• _WORK TO DO_: Please copy the part of the data below that opens with the line containing "indicate the snow-capped" and closes with the line containing "column 16, row 381", both included, with each line unchanged.

┄┄┄┄┄┄┄┄┄┄

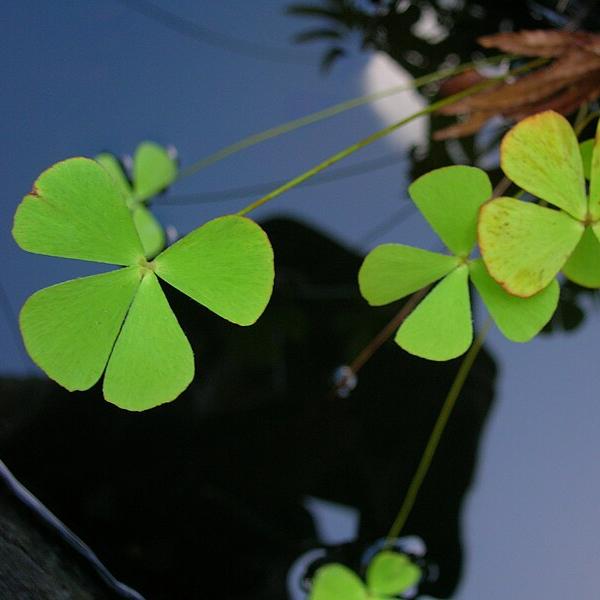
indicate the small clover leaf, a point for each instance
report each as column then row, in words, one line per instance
column 389, row 575
column 337, row 582
column 525, row 245
column 440, row 327
column 120, row 321
column 153, row 170
column 392, row 573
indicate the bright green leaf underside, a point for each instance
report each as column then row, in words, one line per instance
column 583, row 266
column 519, row 319
column 76, row 211
column 153, row 170
column 525, row 245
column 392, row 573
column 225, row 265
column 152, row 361
column 541, row 155
column 392, row 271
column 585, row 149
column 69, row 329
column 449, row 199
column 594, row 195
column 337, row 582
column 440, row 328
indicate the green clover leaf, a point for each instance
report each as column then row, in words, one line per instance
column 120, row 322
column 153, row 170
column 389, row 574
column 440, row 327
column 525, row 245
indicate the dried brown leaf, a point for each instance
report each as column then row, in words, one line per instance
column 566, row 82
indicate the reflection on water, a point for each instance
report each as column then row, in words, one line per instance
column 216, row 492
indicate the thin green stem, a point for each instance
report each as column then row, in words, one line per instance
column 330, row 111
column 585, row 122
column 436, row 434
column 292, row 183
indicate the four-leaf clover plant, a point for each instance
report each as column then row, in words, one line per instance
column 153, row 169
column 440, row 327
column 120, row 322
column 389, row 575
column 524, row 245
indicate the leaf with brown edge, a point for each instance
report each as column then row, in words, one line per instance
column 525, row 245
column 541, row 155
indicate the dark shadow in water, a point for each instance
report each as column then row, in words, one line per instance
column 203, row 497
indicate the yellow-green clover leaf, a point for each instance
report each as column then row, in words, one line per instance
column 153, row 170
column 440, row 327
column 389, row 575
column 120, row 322
column 525, row 245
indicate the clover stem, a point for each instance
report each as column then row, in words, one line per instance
column 292, row 183
column 332, row 111
column 388, row 330
column 585, row 122
column 436, row 434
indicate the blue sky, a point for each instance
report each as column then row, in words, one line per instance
column 82, row 77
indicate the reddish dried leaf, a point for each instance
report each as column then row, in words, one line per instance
column 562, row 85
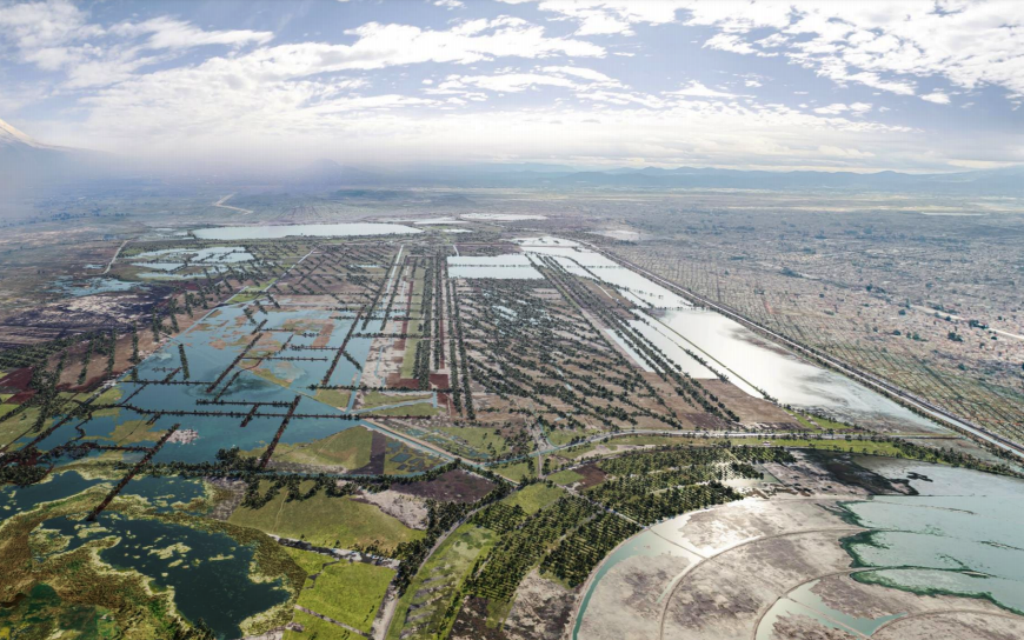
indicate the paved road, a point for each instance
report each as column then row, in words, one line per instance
column 116, row 254
column 862, row 377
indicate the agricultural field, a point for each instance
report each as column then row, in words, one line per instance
column 413, row 434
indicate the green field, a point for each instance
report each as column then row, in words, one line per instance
column 535, row 497
column 333, row 397
column 482, row 439
column 565, row 477
column 318, row 629
column 516, row 472
column 326, row 521
column 348, row 449
column 409, row 358
column 420, row 409
column 348, row 592
column 437, row 582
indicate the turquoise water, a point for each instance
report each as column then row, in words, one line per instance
column 13, row 500
column 269, row 232
column 803, row 601
column 645, row 543
column 92, row 286
column 963, row 536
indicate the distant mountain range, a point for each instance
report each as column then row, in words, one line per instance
column 27, row 162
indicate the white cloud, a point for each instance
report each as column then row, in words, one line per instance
column 884, row 45
column 938, row 97
column 697, row 90
column 166, row 33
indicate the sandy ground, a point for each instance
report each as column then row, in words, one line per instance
column 411, row 510
column 541, row 610
column 723, row 570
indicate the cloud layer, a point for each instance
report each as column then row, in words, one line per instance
column 858, row 85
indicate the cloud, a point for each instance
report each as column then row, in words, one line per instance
column 574, row 78
column 696, row 90
column 883, row 45
column 167, row 33
column 938, row 97
column 56, row 36
column 839, row 108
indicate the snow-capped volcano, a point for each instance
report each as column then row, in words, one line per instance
column 9, row 136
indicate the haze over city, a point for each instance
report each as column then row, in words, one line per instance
column 511, row 320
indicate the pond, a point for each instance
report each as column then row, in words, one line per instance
column 963, row 535
column 208, row 570
column 508, row 266
column 793, row 381
column 91, row 286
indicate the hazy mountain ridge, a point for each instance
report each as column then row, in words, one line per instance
column 26, row 162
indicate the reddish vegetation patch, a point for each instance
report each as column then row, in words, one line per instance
column 592, row 476
column 707, row 421
column 325, row 335
column 378, row 452
column 450, row 486
column 472, row 622
column 16, row 381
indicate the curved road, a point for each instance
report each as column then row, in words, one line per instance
column 862, row 377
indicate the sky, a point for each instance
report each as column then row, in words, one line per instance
column 750, row 84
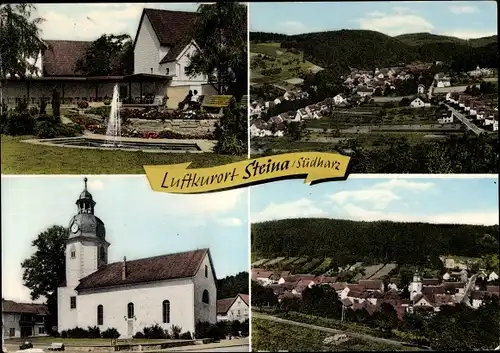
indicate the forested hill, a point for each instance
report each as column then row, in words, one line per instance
column 365, row 49
column 379, row 241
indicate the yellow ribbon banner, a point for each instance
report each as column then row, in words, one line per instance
column 315, row 167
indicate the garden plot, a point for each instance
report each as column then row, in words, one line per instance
column 384, row 271
column 311, row 265
column 274, row 261
column 259, row 262
column 371, row 270
column 325, row 265
column 353, row 267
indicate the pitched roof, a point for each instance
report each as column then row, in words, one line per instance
column 223, row 305
column 10, row 306
column 170, row 27
column 158, row 268
column 60, row 58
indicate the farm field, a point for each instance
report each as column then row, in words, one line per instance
column 269, row 57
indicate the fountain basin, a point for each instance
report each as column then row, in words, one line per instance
column 99, row 142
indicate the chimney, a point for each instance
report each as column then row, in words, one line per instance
column 124, row 269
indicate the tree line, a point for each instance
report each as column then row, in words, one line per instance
column 369, row 49
column 381, row 241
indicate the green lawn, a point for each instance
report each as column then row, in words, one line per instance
column 24, row 158
column 80, row 341
column 274, row 336
column 283, row 60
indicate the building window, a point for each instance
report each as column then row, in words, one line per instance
column 102, row 254
column 166, row 311
column 100, row 315
column 205, row 297
column 130, row 310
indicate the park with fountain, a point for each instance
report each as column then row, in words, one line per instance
column 110, row 137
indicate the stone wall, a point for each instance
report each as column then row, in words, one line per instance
column 183, row 126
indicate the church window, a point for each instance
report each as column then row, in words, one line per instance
column 130, row 310
column 100, row 315
column 166, row 311
column 102, row 253
column 205, row 297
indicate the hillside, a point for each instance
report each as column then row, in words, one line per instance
column 380, row 241
column 365, row 49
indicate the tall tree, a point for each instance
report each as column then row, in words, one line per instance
column 45, row 270
column 108, row 55
column 19, row 41
column 220, row 30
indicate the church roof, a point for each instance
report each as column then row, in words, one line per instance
column 223, row 305
column 151, row 269
column 10, row 306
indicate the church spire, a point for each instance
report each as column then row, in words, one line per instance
column 85, row 202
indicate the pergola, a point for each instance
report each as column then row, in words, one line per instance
column 141, row 79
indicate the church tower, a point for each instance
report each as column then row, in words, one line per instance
column 87, row 248
column 415, row 287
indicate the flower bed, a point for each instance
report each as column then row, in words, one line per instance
column 155, row 114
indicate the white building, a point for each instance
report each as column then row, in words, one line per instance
column 230, row 309
column 174, row 289
column 23, row 320
column 161, row 55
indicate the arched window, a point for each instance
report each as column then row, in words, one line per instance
column 166, row 312
column 205, row 298
column 130, row 310
column 100, row 315
column 102, row 253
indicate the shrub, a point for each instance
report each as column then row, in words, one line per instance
column 15, row 124
column 94, row 332
column 82, row 104
column 175, row 331
column 138, row 334
column 21, row 106
column 155, row 332
column 207, row 330
column 110, row 333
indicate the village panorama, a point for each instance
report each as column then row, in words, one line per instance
column 365, row 268
column 412, row 101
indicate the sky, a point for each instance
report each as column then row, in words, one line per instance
column 89, row 21
column 139, row 222
column 463, row 19
column 408, row 199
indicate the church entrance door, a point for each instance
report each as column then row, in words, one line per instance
column 130, row 328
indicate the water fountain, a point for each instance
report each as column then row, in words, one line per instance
column 114, row 129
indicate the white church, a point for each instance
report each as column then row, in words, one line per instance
column 174, row 289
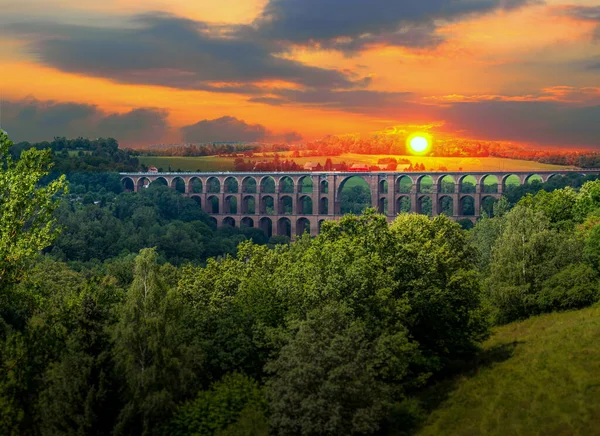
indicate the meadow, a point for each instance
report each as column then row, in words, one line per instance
column 540, row 376
column 217, row 163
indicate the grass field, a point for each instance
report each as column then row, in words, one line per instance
column 215, row 163
column 542, row 377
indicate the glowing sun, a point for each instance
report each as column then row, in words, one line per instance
column 419, row 144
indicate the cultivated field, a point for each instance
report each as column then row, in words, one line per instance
column 215, row 163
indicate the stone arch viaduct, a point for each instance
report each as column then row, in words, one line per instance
column 292, row 203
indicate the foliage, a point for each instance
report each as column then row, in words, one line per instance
column 26, row 222
column 153, row 350
column 330, row 378
column 537, row 257
column 155, row 217
column 218, row 410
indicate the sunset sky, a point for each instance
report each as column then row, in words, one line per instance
column 274, row 70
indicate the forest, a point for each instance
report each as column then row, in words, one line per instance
column 127, row 314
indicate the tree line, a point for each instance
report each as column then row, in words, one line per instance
column 337, row 334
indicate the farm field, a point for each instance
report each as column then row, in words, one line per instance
column 216, row 163
column 540, row 376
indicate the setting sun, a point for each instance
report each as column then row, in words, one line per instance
column 418, row 144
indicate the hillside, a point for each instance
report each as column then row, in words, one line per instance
column 542, row 378
column 217, row 163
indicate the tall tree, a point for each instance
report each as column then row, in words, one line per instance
column 157, row 359
column 26, row 222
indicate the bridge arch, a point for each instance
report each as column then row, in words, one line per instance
column 195, row 185
column 267, row 205
column 286, row 205
column 178, row 184
column 249, row 185
column 159, row 181
column 143, row 182
column 510, row 180
column 231, row 205
column 302, row 226
column 489, row 184
column 425, row 185
column 383, row 206
column 533, row 178
column 231, row 185
column 198, row 200
column 284, row 227
column 446, row 206
column 267, row 185
column 229, row 222
column 446, row 185
column 354, row 195
column 212, row 204
column 487, row 205
column 305, row 185
column 347, row 179
column 286, row 185
column 304, row 206
column 404, row 184
column 555, row 176
column 249, row 204
column 247, row 222
column 467, row 206
column 425, row 205
column 324, row 206
column 467, row 184
column 403, row 204
column 266, row 225
column 213, row 185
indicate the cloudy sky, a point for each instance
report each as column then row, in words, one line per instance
column 525, row 71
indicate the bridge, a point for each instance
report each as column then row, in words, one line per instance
column 291, row 203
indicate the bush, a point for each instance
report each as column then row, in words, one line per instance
column 235, row 397
column 574, row 287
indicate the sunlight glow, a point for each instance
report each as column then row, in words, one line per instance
column 418, row 143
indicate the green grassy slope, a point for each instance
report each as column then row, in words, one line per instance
column 545, row 381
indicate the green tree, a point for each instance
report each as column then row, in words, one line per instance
column 153, row 350
column 232, row 398
column 528, row 253
column 328, row 379
column 26, row 222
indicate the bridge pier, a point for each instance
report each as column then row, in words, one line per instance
column 279, row 198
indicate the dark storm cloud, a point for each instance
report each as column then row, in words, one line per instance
column 224, row 129
column 142, row 123
column 159, row 49
column 584, row 13
column 292, row 137
column 34, row 120
column 353, row 24
column 354, row 100
column 544, row 123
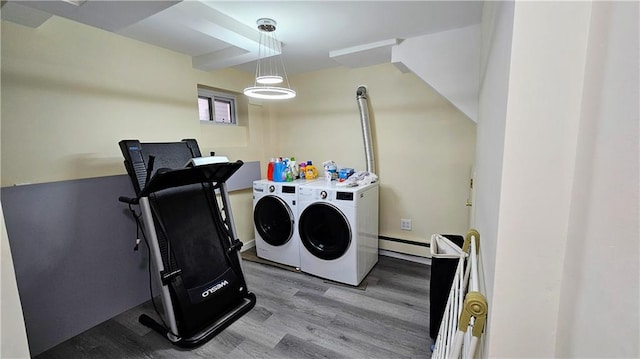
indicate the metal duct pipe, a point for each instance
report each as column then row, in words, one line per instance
column 361, row 96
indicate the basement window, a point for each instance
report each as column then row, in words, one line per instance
column 216, row 107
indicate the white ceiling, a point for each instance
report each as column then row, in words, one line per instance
column 217, row 34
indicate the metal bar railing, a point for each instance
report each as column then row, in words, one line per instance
column 466, row 307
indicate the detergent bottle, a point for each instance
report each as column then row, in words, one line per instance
column 302, row 169
column 311, row 172
column 270, row 169
column 294, row 168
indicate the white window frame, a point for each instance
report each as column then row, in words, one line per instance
column 213, row 96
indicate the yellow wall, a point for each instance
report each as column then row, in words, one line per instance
column 71, row 92
column 423, row 146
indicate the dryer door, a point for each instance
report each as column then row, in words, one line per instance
column 273, row 220
column 324, row 231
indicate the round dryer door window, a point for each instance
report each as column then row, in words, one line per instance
column 324, row 231
column 273, row 220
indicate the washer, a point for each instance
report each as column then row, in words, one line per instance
column 338, row 230
column 275, row 217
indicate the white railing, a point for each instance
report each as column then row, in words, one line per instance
column 466, row 307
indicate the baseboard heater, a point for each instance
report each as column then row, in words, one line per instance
column 405, row 241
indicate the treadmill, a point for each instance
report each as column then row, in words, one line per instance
column 186, row 220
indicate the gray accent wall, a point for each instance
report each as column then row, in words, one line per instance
column 72, row 246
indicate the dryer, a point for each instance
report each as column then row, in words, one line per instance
column 338, row 230
column 275, row 217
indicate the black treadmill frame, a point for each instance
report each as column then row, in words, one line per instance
column 148, row 183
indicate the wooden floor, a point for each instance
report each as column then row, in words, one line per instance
column 296, row 316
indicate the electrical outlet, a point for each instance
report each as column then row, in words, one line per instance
column 405, row 224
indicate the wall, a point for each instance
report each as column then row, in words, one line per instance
column 602, row 242
column 423, row 145
column 13, row 338
column 496, row 44
column 447, row 61
column 559, row 231
column 69, row 94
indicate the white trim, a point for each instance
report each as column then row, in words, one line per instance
column 407, row 257
column 248, row 245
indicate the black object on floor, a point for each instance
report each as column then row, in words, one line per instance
column 442, row 272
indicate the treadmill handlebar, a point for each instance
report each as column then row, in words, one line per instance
column 128, row 200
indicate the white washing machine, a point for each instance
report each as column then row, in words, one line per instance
column 275, row 217
column 338, row 230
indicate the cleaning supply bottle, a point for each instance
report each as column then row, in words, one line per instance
column 278, row 170
column 302, row 169
column 270, row 169
column 311, row 172
column 294, row 168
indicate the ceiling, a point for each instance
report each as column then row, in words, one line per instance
column 217, row 34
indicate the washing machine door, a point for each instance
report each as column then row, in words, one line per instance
column 273, row 220
column 324, row 231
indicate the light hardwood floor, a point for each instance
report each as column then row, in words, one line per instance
column 296, row 316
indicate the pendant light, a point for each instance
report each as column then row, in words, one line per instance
column 270, row 72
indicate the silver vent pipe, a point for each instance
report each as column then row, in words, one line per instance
column 361, row 96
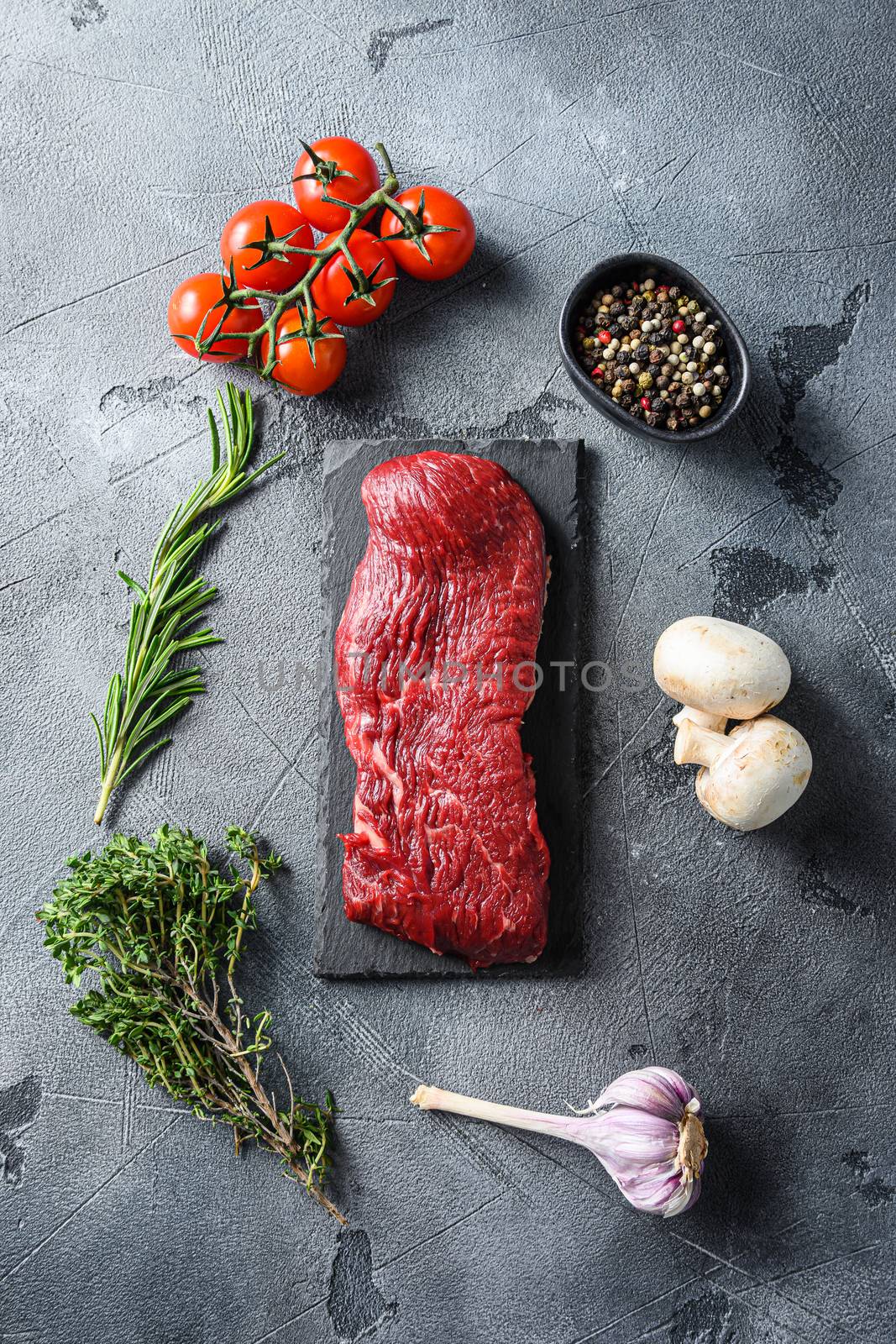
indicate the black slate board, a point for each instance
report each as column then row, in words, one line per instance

┄┄┄┄┄┄┄┄┄┄

• _EXERCISE RESPONSE_:
indicate the snow-capped volcano, a point for each instance
report each as column then row, in words, one line per instance
column 9, row 136
indicate the haze over city, a point for each instance
report each as column then row, in words, one line per instance
column 511, row 320
indicate the pond, a point for each instance
report each as column then row, in words, one line per instance
column 963, row 535
column 208, row 570
column 508, row 266
column 793, row 381
column 91, row 286
indicate the hazy mountain ridge, a point for each instance
report each as column then row, in words, one line per instance
column 26, row 162
indicate the reddish vegetation patch, a point for each instance
report each as column then row, in words, one line per instance
column 592, row 476
column 707, row 421
column 325, row 335
column 378, row 452
column 450, row 486
column 472, row 622
column 16, row 381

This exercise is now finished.